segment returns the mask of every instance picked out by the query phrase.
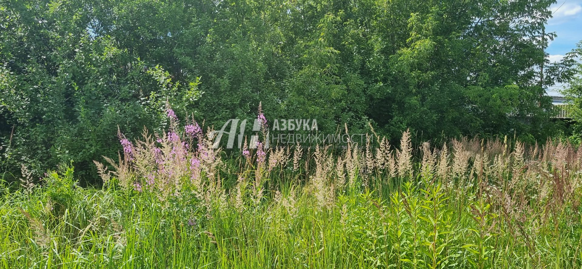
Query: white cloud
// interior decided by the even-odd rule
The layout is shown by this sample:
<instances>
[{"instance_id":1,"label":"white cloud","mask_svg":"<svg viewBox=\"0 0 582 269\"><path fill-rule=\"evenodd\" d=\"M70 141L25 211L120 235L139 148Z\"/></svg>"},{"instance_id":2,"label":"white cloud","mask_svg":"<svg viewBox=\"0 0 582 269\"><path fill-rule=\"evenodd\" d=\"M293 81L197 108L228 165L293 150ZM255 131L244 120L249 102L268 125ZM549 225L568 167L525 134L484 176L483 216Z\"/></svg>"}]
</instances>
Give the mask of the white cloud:
<instances>
[{"instance_id":1,"label":"white cloud","mask_svg":"<svg viewBox=\"0 0 582 269\"><path fill-rule=\"evenodd\" d=\"M552 10L554 19L560 19L578 14L582 11L582 6L577 3L566 3L562 5L558 3L554 5L550 10Z\"/></svg>"},{"instance_id":2,"label":"white cloud","mask_svg":"<svg viewBox=\"0 0 582 269\"><path fill-rule=\"evenodd\" d=\"M564 55L560 54L556 54L553 55L548 55L548 59L549 60L549 62L558 62L564 58Z\"/></svg>"}]
</instances>

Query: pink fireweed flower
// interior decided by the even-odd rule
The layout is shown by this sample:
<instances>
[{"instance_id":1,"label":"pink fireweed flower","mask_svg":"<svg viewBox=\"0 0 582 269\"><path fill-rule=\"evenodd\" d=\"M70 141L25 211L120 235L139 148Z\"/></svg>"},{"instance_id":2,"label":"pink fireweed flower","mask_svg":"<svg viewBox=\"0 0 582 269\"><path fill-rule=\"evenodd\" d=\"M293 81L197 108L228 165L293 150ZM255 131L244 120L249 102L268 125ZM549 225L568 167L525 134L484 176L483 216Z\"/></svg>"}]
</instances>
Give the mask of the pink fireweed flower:
<instances>
[{"instance_id":1,"label":"pink fireweed flower","mask_svg":"<svg viewBox=\"0 0 582 269\"><path fill-rule=\"evenodd\" d=\"M121 143L121 146L123 147L124 153L127 154L132 153L132 151L133 150L133 145L132 144L132 142L126 138L119 140L119 142Z\"/></svg>"},{"instance_id":2,"label":"pink fireweed flower","mask_svg":"<svg viewBox=\"0 0 582 269\"><path fill-rule=\"evenodd\" d=\"M194 122L194 124L189 124L184 126L184 129L186 131L186 133L190 136L198 136L202 134L202 129L200 128L197 122Z\"/></svg>"},{"instance_id":3,"label":"pink fireweed flower","mask_svg":"<svg viewBox=\"0 0 582 269\"><path fill-rule=\"evenodd\" d=\"M172 110L172 108L166 109L166 113L168 114L168 118L169 118L170 119L178 119L178 116L176 116L176 113L174 112L174 111Z\"/></svg>"},{"instance_id":4,"label":"pink fireweed flower","mask_svg":"<svg viewBox=\"0 0 582 269\"><path fill-rule=\"evenodd\" d=\"M138 192L141 192L141 191L143 190L141 189L141 184L140 184L140 183L137 181L133 182L133 187L135 188L135 190L137 190Z\"/></svg>"}]
</instances>

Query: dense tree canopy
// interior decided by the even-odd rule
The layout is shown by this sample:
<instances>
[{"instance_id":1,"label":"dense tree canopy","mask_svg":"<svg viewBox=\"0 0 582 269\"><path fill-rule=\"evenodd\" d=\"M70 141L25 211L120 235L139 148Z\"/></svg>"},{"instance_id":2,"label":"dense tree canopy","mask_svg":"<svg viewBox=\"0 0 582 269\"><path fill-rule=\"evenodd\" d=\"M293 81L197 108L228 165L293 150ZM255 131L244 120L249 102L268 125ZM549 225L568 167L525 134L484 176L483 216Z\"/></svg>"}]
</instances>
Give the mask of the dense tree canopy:
<instances>
[{"instance_id":1,"label":"dense tree canopy","mask_svg":"<svg viewBox=\"0 0 582 269\"><path fill-rule=\"evenodd\" d=\"M553 2L0 0L1 168L87 169L166 100L221 125L262 101L320 130L544 139Z\"/></svg>"}]
</instances>

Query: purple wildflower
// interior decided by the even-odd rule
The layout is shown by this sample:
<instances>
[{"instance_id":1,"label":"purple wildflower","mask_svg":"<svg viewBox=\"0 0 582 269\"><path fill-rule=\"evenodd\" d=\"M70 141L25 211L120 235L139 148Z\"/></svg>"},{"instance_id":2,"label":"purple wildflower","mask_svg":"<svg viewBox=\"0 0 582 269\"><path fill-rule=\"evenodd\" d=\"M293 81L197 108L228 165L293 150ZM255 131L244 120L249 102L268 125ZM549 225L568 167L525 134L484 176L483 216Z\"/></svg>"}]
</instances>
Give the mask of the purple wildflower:
<instances>
[{"instance_id":1,"label":"purple wildflower","mask_svg":"<svg viewBox=\"0 0 582 269\"><path fill-rule=\"evenodd\" d=\"M186 130L186 133L191 136L199 136L202 133L202 129L200 128L197 122L186 125L184 126L184 129Z\"/></svg>"},{"instance_id":2,"label":"purple wildflower","mask_svg":"<svg viewBox=\"0 0 582 269\"><path fill-rule=\"evenodd\" d=\"M168 113L168 118L172 119L178 119L178 117L176 116L176 113L174 112L172 108L168 108L166 109L166 112Z\"/></svg>"},{"instance_id":3,"label":"purple wildflower","mask_svg":"<svg viewBox=\"0 0 582 269\"><path fill-rule=\"evenodd\" d=\"M267 126L267 118L265 118L265 115L262 113L259 113L258 116L257 117L257 119L258 122L261 123L261 126Z\"/></svg>"},{"instance_id":4,"label":"purple wildflower","mask_svg":"<svg viewBox=\"0 0 582 269\"><path fill-rule=\"evenodd\" d=\"M190 169L194 170L200 167L200 161L196 158L193 158L190 161Z\"/></svg>"},{"instance_id":5,"label":"purple wildflower","mask_svg":"<svg viewBox=\"0 0 582 269\"><path fill-rule=\"evenodd\" d=\"M140 183L137 181L133 183L133 186L135 187L136 190L139 192L141 192L143 190L141 189L141 184L140 184Z\"/></svg>"},{"instance_id":6,"label":"purple wildflower","mask_svg":"<svg viewBox=\"0 0 582 269\"><path fill-rule=\"evenodd\" d=\"M257 142L257 161L260 163L265 162L265 157L267 155L267 153L262 150L262 143L261 142Z\"/></svg>"},{"instance_id":7,"label":"purple wildflower","mask_svg":"<svg viewBox=\"0 0 582 269\"><path fill-rule=\"evenodd\" d=\"M133 145L126 138L122 139L119 140L121 146L123 147L123 153L125 153L130 159L132 158L132 154L133 152Z\"/></svg>"}]
</instances>

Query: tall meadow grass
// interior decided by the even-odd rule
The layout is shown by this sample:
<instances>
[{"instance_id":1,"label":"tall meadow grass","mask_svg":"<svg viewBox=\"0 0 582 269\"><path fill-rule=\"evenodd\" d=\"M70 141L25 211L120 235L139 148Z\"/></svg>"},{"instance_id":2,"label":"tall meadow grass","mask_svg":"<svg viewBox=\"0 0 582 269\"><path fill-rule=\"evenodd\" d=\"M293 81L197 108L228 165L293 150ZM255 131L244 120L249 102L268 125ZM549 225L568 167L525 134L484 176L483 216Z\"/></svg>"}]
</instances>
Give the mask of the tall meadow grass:
<instances>
[{"instance_id":1,"label":"tall meadow grass","mask_svg":"<svg viewBox=\"0 0 582 269\"><path fill-rule=\"evenodd\" d=\"M65 165L1 185L0 268L582 267L582 150L567 143L413 148L406 132L398 147L245 141L226 157L169 116L163 135L119 133L102 187Z\"/></svg>"}]
</instances>

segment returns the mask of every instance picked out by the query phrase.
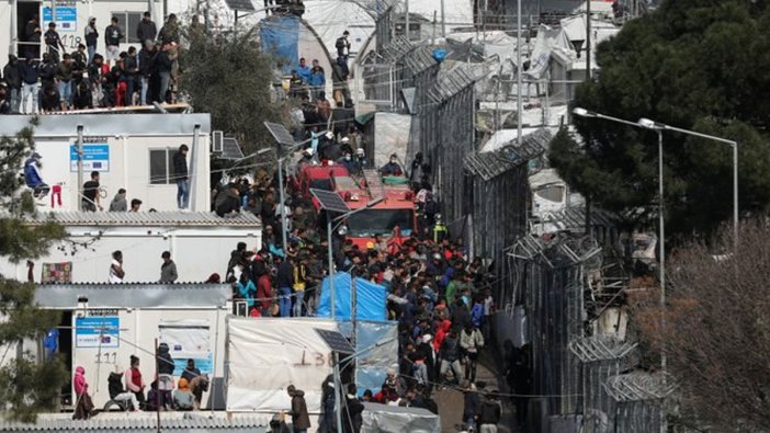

-*-

**Aim:** Give the part of the records that opens with the line containing "Query: tall meadow grass" and runs through the end of the records, both ends included, as a numbered list with one line per item and blank lines left out. Leave the pictures out of the answer.

**Full answer:**
1. Query: tall meadow grass
2. // interior decided by the even-odd rule
3. The layout is shown by this sample:
4. <instances>
5. [{"instance_id":1,"label":"tall meadow grass","mask_svg":"<svg viewBox=\"0 0 582 269\"><path fill-rule=\"evenodd\" d=\"M70 141L25 211L120 235L139 148Z\"/></svg>"},{"instance_id":2,"label":"tall meadow grass","mask_svg":"<svg viewBox=\"0 0 582 269\"><path fill-rule=\"evenodd\" d=\"M293 81L197 108L228 165L293 150ZM255 131L244 120L249 102L268 125ZM549 225L568 167L525 134L484 176L483 216Z\"/></svg>"}]
6. </instances>
7. Give the mask of the tall meadow grass:
8. <instances>
9. [{"instance_id":1,"label":"tall meadow grass","mask_svg":"<svg viewBox=\"0 0 582 269\"><path fill-rule=\"evenodd\" d=\"M65 165L1 185L0 268L582 267L582 150L567 143L413 148L406 132L398 147L245 141L226 157L169 116L163 135L119 133L102 187Z\"/></svg>"}]
10. </instances>
11. segment returns the mask of every instance picked out by the query phrase.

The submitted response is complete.